* WHAT YOU HAVE TO DO
Word for word, copy all the data and drop the pictures.
START DATA FOR THIS TASK
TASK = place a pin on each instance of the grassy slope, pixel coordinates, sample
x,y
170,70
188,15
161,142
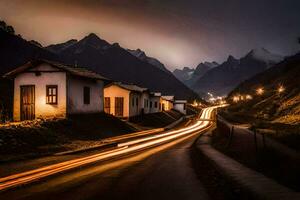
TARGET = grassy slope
x,y
46,136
END DATA FOR THIS TASK
* FINISHED TASK
TASK = place a pin on each instance of the grassy slope, pixel coordinates, sample
x,y
170,70
188,15
161,142
TARGET = grassy slope
x,y
46,136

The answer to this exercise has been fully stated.